--- Page extract ---
Beyond the Lectures

November 3, 2015

The humidity wraps Caroline and I as we sit on a scratched bench at the Columbus Circle subway platform, grumbling in complaint. It’s only our first month at Mailman, and we’ve been assigned hundreds of pages to read. A smiling shorthaired woman approaches the two of us.

“You two go to Columbia?” She asks, noticing our Mailman School t-shirts.

We tell her that we’re new students just starting our semester, and she asks us about the program. We give an enthusiastic but exhausted reply.

Laughing, she tells us that she’s an alumna of Mailman’s epidemiology program who’s returned to the city for a new job. We ask her what she does now, hoping to peer into our future. She says her name is Michelle Kiely and she’s recently become the Associate Dean of Research for the City University of New York’s School of Public Health.

After some banter on the subway, Kiely passes along this advice, “In theory, theory is perfect. But in practice, it rarely is.”

We exit the subway at 110th street and meet several students from Columbia’s Graduate School of Journalism by the Harlem Meer in Central Park. Our conversation leads to an intersection of public health and journalism, and they start telling us about reporting on synthetic marijuana. A colorfully packaged synthetic substance called 'Spice' promises a safe high, but gives users symptoms that range from hallucinations to heart attacks.

--- Tasks ---
**1)** In the Mailman essay, reproduce word for word the part that begins with the words containing "November 3, 2015" and ends with "of Public Health.".
**2)** According to the Mailman essay, what job has Michelle Kiely recently taken?
**3)** Write the next part of the Mailman essay, picking up after its final sentence.

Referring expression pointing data

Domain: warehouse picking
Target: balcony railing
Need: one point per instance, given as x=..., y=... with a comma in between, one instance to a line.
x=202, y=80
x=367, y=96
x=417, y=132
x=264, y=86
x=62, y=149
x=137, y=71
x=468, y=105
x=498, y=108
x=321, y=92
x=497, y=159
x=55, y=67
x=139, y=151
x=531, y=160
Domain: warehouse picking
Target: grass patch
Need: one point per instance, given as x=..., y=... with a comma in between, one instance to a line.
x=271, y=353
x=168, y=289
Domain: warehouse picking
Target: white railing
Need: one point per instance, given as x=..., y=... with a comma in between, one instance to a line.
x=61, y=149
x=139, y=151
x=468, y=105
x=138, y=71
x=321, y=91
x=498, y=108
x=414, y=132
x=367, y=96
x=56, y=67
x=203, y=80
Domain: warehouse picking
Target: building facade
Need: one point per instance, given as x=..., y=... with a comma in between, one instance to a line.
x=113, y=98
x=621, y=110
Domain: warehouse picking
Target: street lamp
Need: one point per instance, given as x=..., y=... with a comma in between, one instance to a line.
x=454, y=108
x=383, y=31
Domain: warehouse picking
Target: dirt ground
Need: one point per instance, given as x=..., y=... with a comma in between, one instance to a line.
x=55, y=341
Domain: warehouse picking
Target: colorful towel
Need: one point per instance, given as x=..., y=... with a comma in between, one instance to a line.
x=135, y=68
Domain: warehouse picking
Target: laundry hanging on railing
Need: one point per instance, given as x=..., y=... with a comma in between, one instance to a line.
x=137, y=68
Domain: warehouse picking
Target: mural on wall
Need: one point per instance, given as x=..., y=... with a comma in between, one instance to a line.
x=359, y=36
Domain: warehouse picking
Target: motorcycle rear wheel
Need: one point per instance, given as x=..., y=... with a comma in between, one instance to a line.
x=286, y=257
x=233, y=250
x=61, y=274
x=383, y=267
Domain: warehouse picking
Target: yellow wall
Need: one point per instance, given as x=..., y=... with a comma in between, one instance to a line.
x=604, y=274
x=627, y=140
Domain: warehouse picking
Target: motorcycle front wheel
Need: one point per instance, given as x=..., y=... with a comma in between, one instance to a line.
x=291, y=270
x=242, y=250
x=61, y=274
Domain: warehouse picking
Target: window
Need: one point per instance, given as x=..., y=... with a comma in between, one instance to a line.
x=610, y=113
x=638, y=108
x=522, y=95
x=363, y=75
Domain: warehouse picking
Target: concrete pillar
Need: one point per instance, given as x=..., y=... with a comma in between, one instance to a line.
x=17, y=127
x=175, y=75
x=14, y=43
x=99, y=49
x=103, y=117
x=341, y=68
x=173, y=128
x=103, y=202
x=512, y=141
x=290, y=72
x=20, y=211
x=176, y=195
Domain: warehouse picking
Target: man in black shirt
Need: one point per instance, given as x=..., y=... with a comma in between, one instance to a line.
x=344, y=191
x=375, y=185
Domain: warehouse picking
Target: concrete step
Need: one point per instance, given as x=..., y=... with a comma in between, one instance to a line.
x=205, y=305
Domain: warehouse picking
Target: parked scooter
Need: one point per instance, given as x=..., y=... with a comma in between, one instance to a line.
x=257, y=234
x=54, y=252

--- Response list ---
**1)**
November 3, 2015

The humidity wraps Caroline and I as we sit on a scratched bench at the Columbus Circle subway platform, grumbling in complaint. It’s only our first month at Mailman, and we’ve been assigned hundreds of pages to read. A smiling shorthaired woman approaches the two of us.

“You two go to Columbia?” She asks, noticing our Mailman School t-shirts.

We tell her that we’re new students just starting our semester, and she asks us about the program. We give an enthusiastic but exhausted reply.

Laughing, she tells us that she’s an alumna of Mailman’s epidemiology program who’s returned to the city for a new job. We ask her what she does now, hoping to peer into our future. She says her name is Michelle Kiely and she’s recently become the Associate Dean of Research for the City University of New York’s School of Public Health.

**2)** Associate Dean of Research for the City University of New York's School of Public Health.

**3)**
While they discuss the issues surrounding synthetic marijuana, I wonder—how many of these health hazards are discovered first by journalists? How many non-public health professionals are involved in improving health?

“I’m in awe,” my friend Caroline says to the group, “of the intellect and backgrounds that I come across here. It’s exciting. It’s getting to learn with people who are at that same level of passion or beyond.”

Later in the semester, my friend Audrey and I meet an architect named Cathy who’s involved in improving the quality of life for the homeless. We met at the Morningside Lights event held by Columbia’s Miller Theatre.

Cathy's first assignment at her architecture firm was planning a new building for the homeless. Now, she works closely with CAMBA housing ventures and she passionately explained the need for permanent housing.

“They’re already so immersed in these fields in a very professional, serious way,” Audrey tells me later, referring to the people we’ve met. “They’re just doing it.”

It’s easy as a student to find yourself shackled to a desk and your lessons, limited to the classroom and a textbook. But being at Mailman and in New York has also allowed me to meet different people who have taken on the problems directly, realizing the need to go beyond theory.

Some of them have a MPHs. Some of them don’t. Yet they’re all essential to the practice of public health, because they advance the field outside of what is taught in class.